## LISTED ENTRIES
________________
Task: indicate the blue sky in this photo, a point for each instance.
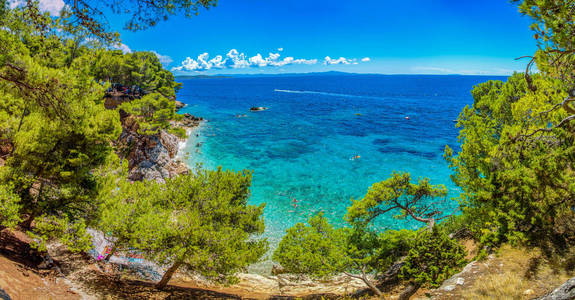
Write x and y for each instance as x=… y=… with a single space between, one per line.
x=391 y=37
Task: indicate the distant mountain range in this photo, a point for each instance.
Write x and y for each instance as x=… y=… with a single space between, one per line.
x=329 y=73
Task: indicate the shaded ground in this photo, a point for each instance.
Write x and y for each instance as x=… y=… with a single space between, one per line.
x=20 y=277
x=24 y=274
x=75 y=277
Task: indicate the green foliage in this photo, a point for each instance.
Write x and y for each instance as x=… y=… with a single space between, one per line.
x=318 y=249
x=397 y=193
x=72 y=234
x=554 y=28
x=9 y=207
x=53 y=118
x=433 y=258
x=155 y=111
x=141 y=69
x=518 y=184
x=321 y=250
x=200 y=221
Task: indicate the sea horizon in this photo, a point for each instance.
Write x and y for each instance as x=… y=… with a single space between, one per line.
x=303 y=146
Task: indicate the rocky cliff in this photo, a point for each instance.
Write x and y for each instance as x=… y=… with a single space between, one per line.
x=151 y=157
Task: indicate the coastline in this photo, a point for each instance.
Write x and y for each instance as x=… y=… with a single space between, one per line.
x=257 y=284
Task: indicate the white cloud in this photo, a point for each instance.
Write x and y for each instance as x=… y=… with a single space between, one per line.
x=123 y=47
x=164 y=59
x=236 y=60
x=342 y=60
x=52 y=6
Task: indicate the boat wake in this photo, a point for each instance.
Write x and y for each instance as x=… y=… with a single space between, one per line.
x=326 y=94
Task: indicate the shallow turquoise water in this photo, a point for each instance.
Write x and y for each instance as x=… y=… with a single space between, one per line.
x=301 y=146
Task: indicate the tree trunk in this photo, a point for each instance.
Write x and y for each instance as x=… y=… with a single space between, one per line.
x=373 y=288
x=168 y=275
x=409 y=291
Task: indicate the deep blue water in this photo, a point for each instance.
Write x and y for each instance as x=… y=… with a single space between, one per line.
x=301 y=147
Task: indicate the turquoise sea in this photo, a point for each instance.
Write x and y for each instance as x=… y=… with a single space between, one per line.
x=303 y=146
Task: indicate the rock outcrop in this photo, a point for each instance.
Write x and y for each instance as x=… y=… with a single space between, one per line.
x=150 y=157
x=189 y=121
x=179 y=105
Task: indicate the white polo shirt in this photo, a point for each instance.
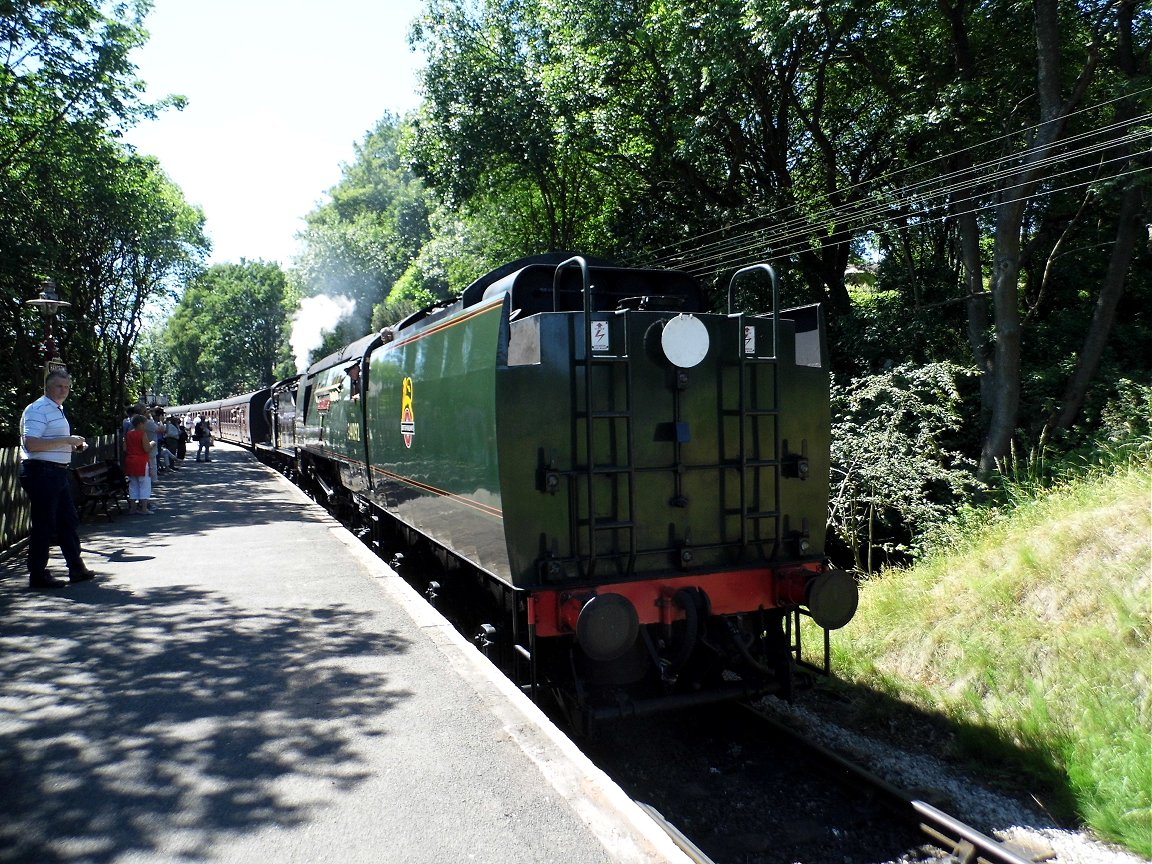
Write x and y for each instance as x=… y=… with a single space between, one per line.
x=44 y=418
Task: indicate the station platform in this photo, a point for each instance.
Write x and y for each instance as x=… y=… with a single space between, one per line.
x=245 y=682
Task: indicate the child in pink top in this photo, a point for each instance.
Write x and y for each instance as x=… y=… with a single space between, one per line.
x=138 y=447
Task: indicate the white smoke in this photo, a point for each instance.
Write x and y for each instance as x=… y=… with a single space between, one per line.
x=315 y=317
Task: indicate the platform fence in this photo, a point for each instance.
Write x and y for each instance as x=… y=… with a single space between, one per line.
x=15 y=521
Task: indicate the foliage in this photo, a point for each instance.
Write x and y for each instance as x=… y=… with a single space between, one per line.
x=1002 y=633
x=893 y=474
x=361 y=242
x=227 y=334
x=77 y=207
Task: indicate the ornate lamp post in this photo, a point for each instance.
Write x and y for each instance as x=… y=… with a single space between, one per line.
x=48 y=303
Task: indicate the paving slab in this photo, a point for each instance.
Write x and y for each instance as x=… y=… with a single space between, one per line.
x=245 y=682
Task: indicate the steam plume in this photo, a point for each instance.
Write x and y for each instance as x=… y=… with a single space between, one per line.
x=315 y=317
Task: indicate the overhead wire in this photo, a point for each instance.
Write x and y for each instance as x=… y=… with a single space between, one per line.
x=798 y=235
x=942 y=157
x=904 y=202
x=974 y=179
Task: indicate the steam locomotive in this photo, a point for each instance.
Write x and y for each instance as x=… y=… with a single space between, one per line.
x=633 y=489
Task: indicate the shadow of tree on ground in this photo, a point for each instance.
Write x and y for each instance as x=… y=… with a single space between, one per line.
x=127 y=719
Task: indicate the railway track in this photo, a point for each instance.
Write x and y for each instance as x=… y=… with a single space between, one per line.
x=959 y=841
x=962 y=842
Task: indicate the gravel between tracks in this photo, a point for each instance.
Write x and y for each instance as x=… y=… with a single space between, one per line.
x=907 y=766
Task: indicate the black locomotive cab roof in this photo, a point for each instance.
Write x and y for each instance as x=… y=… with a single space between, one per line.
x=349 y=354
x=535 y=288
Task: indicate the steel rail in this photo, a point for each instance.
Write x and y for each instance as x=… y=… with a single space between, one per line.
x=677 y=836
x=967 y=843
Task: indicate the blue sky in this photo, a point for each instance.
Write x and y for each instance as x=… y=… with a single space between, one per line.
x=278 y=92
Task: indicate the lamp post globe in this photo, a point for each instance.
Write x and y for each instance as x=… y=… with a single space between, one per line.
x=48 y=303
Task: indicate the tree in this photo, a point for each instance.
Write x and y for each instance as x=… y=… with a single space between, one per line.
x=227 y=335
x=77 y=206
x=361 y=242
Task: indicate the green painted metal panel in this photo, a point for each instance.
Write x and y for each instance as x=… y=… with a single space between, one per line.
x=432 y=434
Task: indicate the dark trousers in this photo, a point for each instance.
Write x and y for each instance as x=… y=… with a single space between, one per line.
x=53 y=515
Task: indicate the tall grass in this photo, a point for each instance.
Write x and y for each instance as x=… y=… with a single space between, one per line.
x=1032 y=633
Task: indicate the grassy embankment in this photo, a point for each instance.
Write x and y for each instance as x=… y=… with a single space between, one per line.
________________
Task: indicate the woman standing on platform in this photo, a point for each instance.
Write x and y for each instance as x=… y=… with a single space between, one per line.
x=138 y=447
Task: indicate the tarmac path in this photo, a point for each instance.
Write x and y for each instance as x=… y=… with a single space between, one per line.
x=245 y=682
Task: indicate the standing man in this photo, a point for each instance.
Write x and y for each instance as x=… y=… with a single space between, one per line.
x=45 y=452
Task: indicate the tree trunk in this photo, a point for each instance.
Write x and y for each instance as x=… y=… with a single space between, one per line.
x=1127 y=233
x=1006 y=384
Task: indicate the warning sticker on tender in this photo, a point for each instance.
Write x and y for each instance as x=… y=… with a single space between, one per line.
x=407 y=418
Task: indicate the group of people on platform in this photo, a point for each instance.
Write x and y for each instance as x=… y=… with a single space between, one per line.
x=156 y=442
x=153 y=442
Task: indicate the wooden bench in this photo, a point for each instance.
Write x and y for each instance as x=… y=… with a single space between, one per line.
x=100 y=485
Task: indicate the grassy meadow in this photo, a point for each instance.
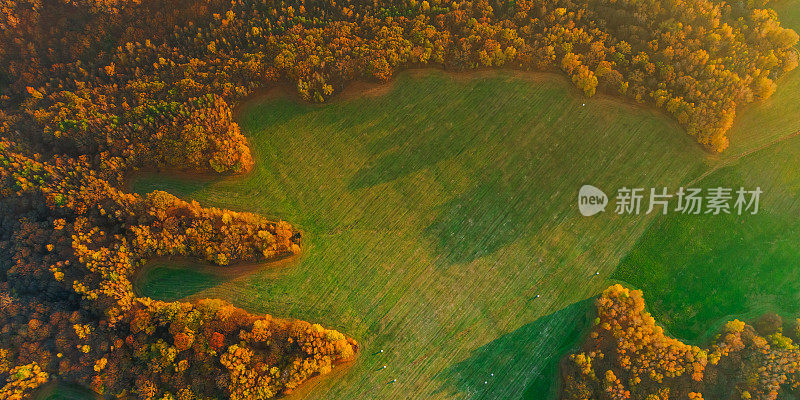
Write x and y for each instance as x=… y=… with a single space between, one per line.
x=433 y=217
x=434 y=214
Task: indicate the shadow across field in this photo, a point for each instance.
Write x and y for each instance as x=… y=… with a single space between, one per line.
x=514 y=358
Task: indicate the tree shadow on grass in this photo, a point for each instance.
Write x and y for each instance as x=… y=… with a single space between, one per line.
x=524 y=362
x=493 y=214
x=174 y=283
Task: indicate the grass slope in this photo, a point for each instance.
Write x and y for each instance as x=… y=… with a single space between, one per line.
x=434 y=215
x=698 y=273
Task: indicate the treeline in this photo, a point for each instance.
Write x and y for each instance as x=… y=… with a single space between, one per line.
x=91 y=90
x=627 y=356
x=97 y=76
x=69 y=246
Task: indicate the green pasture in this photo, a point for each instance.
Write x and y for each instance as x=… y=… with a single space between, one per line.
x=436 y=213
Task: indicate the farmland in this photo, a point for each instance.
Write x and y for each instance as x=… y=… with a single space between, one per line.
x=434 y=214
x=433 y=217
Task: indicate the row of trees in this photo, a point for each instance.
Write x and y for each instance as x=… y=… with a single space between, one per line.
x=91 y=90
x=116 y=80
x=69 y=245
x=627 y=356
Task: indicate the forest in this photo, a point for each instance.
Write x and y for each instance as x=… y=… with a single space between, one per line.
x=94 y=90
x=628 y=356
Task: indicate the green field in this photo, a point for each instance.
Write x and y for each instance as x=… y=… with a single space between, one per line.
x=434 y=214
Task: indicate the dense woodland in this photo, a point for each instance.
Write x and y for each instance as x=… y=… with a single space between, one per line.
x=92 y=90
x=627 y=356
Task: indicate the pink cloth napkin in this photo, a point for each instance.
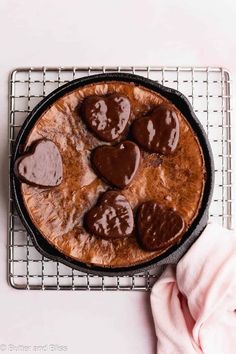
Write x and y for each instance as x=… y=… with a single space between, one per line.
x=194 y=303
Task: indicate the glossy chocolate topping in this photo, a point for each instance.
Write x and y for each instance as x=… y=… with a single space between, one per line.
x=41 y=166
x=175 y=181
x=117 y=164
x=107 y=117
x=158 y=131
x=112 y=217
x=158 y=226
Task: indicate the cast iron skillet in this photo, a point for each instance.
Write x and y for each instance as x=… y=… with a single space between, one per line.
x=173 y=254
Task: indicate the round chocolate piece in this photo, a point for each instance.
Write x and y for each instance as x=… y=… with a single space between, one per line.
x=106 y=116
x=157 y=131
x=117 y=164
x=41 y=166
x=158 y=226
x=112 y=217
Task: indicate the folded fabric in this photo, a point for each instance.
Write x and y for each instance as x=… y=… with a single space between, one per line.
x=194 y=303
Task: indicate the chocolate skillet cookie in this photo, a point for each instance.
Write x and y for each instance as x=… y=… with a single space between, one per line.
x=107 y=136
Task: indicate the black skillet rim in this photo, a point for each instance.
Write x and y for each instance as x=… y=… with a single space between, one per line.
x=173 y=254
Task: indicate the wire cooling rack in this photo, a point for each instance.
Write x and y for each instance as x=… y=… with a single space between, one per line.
________________
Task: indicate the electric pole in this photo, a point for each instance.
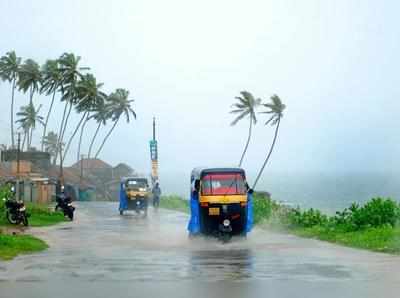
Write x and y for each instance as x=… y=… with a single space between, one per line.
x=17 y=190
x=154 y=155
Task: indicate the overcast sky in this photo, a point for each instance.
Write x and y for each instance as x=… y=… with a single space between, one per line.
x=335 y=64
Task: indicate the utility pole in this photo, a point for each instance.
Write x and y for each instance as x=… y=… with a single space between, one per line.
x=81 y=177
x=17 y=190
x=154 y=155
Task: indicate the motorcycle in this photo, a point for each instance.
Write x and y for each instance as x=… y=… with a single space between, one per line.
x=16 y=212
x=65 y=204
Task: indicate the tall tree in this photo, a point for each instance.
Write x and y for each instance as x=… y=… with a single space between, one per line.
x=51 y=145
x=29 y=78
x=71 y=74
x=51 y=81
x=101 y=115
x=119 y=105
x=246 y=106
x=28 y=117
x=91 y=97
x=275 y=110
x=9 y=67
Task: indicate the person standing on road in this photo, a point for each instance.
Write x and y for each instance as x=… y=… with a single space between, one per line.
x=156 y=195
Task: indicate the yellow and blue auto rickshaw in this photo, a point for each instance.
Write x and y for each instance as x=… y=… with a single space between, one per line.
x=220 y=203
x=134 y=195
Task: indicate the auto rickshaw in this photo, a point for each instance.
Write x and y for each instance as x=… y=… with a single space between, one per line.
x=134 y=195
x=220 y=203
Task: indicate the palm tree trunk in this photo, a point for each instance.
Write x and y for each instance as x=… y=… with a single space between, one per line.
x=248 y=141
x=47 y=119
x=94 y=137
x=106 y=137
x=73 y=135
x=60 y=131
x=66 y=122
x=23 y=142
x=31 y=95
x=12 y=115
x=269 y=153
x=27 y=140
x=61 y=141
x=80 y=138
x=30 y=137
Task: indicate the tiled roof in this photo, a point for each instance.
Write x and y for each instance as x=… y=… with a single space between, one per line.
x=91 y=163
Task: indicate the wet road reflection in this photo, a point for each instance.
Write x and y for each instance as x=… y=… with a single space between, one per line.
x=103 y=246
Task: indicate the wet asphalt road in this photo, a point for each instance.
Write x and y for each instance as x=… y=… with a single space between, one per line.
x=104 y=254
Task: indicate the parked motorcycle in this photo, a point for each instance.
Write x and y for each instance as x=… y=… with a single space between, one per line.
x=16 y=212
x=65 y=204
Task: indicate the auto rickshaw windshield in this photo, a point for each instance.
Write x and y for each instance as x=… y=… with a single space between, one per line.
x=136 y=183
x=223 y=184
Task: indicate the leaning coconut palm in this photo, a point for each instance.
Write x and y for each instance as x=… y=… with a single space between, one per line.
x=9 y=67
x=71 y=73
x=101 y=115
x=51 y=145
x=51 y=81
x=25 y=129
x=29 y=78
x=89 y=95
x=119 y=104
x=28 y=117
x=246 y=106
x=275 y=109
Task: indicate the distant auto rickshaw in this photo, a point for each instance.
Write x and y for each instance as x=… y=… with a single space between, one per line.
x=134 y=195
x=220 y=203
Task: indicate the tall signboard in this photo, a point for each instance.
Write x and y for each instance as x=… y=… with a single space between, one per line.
________________
## REQUIREMENT
What you return must be the lines above that run from the line with "Task: indicate the parked" to the line with "Task: indicate the auto rickshaw windshield", inclusive, each copied exactly.

## ANSWER SPACE
Task: indicate the parked motorcycle in this photo, a point for each instance.
Write x and y for each instance as x=… y=… with a single space between, one per line.
x=16 y=212
x=65 y=204
Task: indicate the auto rickshaw windshield in this photo, a point for each instance.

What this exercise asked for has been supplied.